* SELECTION:

..............................

RSS Feed
Download our iPhone app
Browse DevX
Sign up for e-mail newsletters from DevX


All Input Data Is Evil—So Make Sure You Handle It Correctly and with Due Care : Page 2

Neglecting to check all application input to ensure it contains only valid content is simply asking for trouble.

What's Input for a Web Application?
Input data is just any data that users and/or external sources bring inside of an application. The list includes, of course, configuration and helper files, databases (why not?), as well as user interface controls that directly interact with the end user.

Note that the list is even longer (and subtler, to some extent) for Web applications. For a Web application, user input comes from any form fields displayed in the page such as text boxes, check boxes, list boxes, and their combinations. Combinations? Yes. How would you otherwise define custom ASP.NET controls that combine together, say, text boxes and drop-down lists?

In this way is the list complete? No. Consider arguments in the query string. And what about cookies? Cookies are not what some urban legends claim—some sort of executable code that may format your hard drive on the next full moon. Cookies are text files that become legal input for a Web application. For example, a Web application uses cookies to transmit the ID of the current session and the encrypted credentials for an authenticated user of a site. Cookies are a form of input for applications and, as such, you should carefully verify their content before use.

Now consider HTTP headers. HTTP headers are chunks of information that qualify an HTTP request, for example, to tell the browser about the type of resource being downloaded. You can define custom HTTP headers to move custom data, that is, input for the application.

In general, you should carefully monitor and examine any source of information for an application, including data you retrieve from a database query or receive from a Web service, read out of an e-mail message, or get through an FTP connection. You should carefully verify everything before use. But why? What could happen if you fail to check input data?

Last September, MITRE Corp—a company founded to provide engineering and technical services to the U.S. federal government—reported that attackers are now changing their preferences and paying much more attention to application flaws that allow for code injection. MITRE maintains a list of standardized names and descriptions for publicly known IT security vulnerabilities and exposures. According to their latest statistics, more than 20 percent of attacks discovered in 2006 fall under the umbrella of cross-site scripting (XSS) and 14 percent can be classified as SQL injection. About 10 percent of attacks are due to PHP "includes" and less than 8 percent to buffer overflows. You can see the full statistics here.

Given these numbers, a couple of considerations spring up quite naturally. The prevalence of XSS and SQL injection attacks indicates clearly and neatly that Web applications are definitely an easy place for attackers. However, with more than 34 percent of discovered attacks, can you really conclude that one attacker out of every three is planning XSS or SQL injection attacks as you read this? Of course not. Likewise, you can't determine that one third of Web sites have vulnerabilities.

For an attacker today, it's easier to find XSS or SQL exploits than overflows and such exploits are easier to find for two reasons. A Web site has more likelihood of being vulnerable (than a desktop application) and its databases may contain sensitive and, therefore, attractive information.

..............................

* TASKS:
1) Copy the passage of the article on handling input data starting with "In general, you" and going on through "check input data?", switching "FTP connection" to "SSH connection".
2) From the article on handling input data, list each kind of attack that comes with a percentage, along with that percentage.
3) Supply the next part of the article on handling input data, picking up after its final sentence.

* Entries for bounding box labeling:

..............................

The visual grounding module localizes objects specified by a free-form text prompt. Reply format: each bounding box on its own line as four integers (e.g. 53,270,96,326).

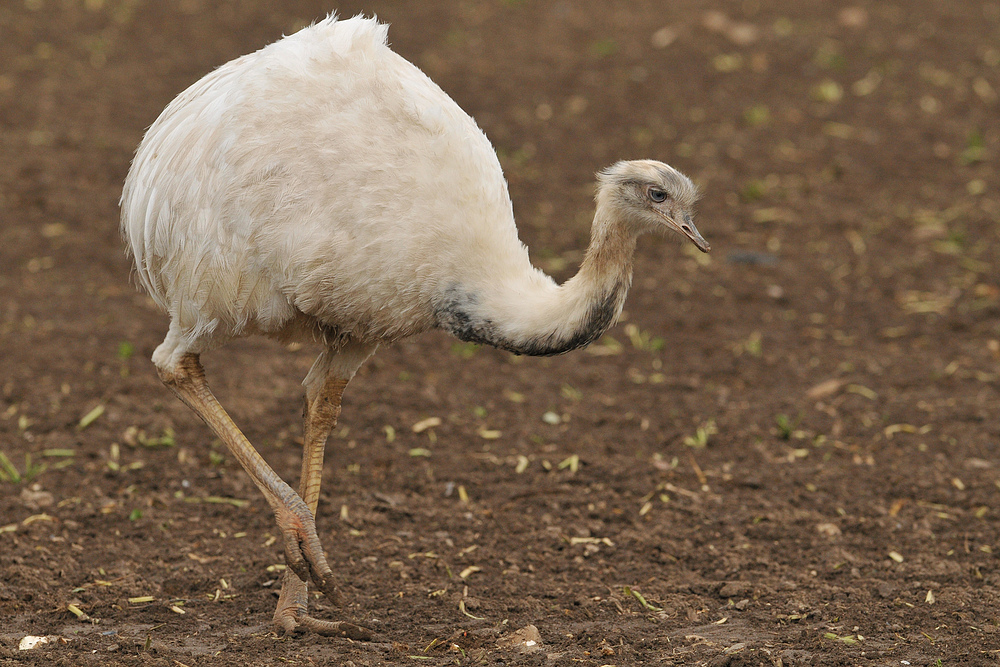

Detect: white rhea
121,17,708,638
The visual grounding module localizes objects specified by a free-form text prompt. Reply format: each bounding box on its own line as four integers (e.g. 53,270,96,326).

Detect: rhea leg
154,353,370,639
274,346,375,636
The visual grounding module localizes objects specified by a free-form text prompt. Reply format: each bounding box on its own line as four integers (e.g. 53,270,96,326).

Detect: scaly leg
157,353,371,639
274,346,374,636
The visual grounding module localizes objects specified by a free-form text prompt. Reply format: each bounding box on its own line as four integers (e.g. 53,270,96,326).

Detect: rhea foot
274,570,375,641
274,498,373,641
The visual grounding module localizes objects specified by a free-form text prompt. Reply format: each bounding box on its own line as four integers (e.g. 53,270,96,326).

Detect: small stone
497,625,542,653
719,581,753,598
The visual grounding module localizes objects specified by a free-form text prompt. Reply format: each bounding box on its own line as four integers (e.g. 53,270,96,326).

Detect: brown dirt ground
0,0,1000,667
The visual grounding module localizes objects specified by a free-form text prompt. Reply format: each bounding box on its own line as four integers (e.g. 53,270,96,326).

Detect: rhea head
597,160,711,252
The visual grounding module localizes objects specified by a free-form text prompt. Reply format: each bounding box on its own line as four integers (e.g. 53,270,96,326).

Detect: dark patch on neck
436,280,628,357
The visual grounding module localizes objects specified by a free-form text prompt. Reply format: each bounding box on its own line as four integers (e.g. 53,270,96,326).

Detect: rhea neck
438,192,636,356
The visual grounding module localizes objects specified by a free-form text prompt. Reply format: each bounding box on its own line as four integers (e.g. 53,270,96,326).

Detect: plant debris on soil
0,0,1000,667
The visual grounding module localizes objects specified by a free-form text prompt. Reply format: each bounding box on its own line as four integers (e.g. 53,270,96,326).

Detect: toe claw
295,614,375,642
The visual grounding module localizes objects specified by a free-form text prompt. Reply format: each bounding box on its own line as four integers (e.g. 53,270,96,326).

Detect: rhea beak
655,209,712,252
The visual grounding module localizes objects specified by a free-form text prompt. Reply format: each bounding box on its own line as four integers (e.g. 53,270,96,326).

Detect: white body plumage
122,18,555,368
121,17,708,368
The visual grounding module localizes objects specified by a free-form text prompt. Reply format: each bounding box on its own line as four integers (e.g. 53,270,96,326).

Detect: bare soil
0,0,1000,667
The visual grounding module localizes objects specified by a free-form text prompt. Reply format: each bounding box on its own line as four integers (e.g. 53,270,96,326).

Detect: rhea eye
649,188,667,204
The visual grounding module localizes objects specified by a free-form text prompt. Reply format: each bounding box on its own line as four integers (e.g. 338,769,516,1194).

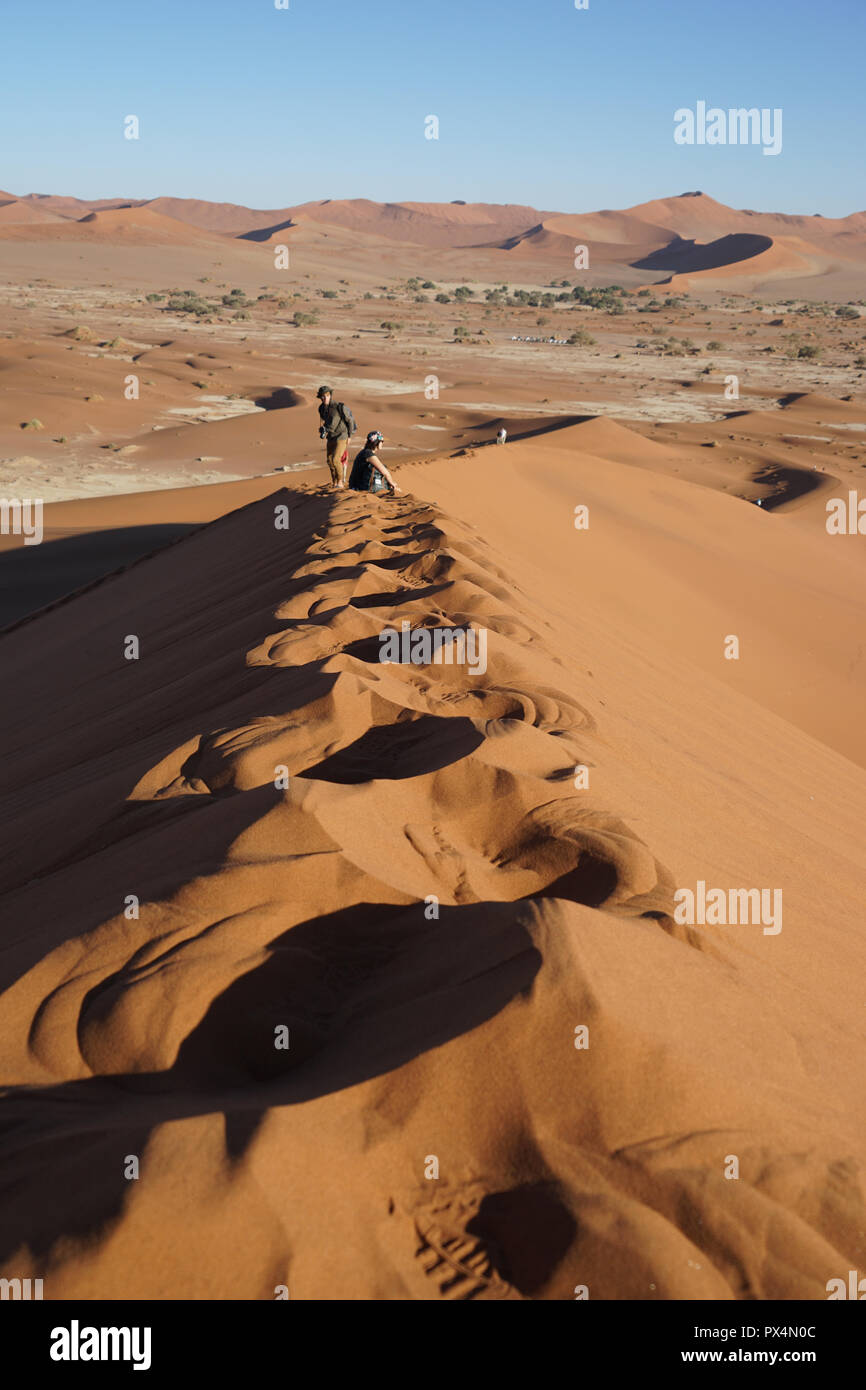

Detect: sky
0,0,866,217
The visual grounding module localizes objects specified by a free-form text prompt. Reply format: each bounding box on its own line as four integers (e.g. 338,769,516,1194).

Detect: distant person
316,386,357,488
349,430,400,493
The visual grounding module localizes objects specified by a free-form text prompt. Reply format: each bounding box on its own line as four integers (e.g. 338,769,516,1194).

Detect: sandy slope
0,421,866,1300
0,193,866,297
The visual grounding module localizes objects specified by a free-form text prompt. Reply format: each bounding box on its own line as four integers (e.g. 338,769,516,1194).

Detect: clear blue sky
0,0,866,215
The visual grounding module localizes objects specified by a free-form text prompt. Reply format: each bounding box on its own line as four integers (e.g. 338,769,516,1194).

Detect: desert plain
0,192,866,1300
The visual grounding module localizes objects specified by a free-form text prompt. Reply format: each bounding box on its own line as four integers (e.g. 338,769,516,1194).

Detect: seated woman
349,430,400,503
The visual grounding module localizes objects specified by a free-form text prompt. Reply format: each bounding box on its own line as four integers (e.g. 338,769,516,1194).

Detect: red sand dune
0,421,866,1300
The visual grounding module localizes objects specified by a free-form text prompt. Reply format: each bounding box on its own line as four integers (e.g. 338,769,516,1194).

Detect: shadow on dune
0,524,195,627
236,217,297,242
631,232,773,275
249,386,307,410
0,904,542,1259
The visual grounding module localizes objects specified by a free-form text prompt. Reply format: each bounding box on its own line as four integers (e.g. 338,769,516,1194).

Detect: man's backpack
336,400,357,436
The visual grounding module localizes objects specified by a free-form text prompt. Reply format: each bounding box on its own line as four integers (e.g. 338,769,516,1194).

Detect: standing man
316,386,357,488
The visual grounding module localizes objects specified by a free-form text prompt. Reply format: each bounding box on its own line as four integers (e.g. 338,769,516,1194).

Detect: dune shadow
0,523,195,628
0,902,542,1280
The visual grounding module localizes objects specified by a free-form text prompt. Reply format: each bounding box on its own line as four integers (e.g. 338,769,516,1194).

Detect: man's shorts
327,435,349,482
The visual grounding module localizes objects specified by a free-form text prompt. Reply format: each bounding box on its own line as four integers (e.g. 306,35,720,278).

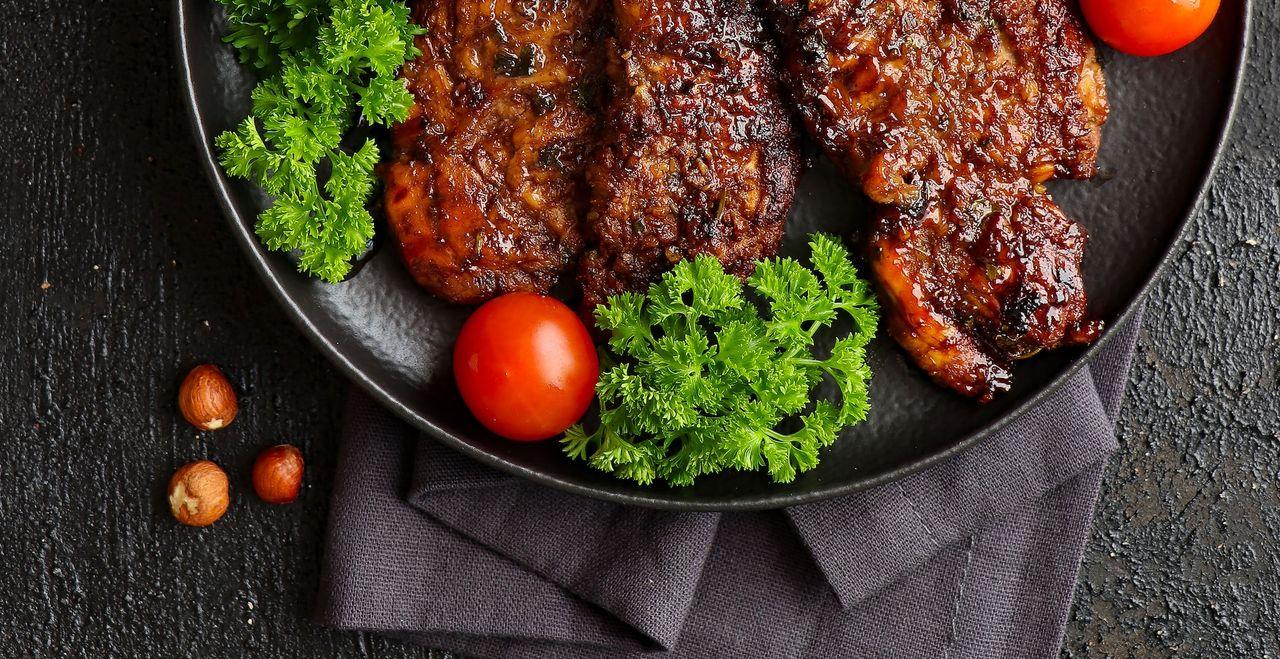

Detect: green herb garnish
215,0,420,282
561,234,878,485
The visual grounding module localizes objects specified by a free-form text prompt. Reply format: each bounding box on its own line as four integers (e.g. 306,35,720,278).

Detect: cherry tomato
453,293,600,441
1080,0,1219,56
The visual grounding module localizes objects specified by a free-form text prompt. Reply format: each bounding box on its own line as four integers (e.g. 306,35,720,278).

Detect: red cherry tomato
453,293,600,441
1080,0,1219,56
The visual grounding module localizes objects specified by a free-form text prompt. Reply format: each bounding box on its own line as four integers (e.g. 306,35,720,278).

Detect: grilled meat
579,0,799,312
765,0,1107,401
384,0,603,303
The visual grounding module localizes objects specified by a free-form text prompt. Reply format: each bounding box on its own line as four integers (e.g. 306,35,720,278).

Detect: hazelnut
253,444,302,503
178,363,239,430
169,459,230,526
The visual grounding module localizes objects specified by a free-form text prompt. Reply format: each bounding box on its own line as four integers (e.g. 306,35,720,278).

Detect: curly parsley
215,0,420,282
561,234,878,485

..............................

* THE REPLIES:
1)
In general, you should carefully monitor and examine any source of information for an application, including data you retrieve from a database query or receive from a Web service, read out of an e-mail message, or get through an SSH connection. You should carefully verify everything before use. But why? What could happen if you fail to check input data?

2)
Cross-site scripting (XSS): more than 20 percent
SQL injection: 14 percent
PHP "includes": about 10 percent
Buffer overflows: less than 8 percent

3)
But why is a Web site inherently more at risk than a desktop application? Because the nature of the application—open to any user with an Internet connection—makes it easy to reach and therefore it's exposed to attacks. And because most Web developers overlook security issues. A managed platform like .NET significantly reduces the attack surface for buffer overflows; the same doesn't happen for SQL injection and XSS attacks.

In ASP.NET, a first line of defense is built into the framework, but it is not sufficient for you to sleep easy. It still requires that you change your programming habits.

Script Injection
Cross-site scripting (XSS) is an attack that manifests itself when untrusted input is echoed to the HTML page. XSS owes most of its power to the fact that HTML is a markup language. For this reason, in any HTML page some characters are given a special meaning and prepare the ground for special browser behavior. For instance, some characters are inserted to require a particular formatting or command the execution of some script code. The most typical example is the "<" character. There's nothing wrong with this fact as long the page author consciously inserts any special characters.

What if, instead, an attacker silently and sneakily injects markup characters into a regular page and the user's browser processes them? What if the user is then directed to view a malicious page just crafted to steal information or execute code on the local machine? This is more or less the typical effect of an XSS attack.

How could a hacker incorporate external text into a page? There's just one way actually—via input data.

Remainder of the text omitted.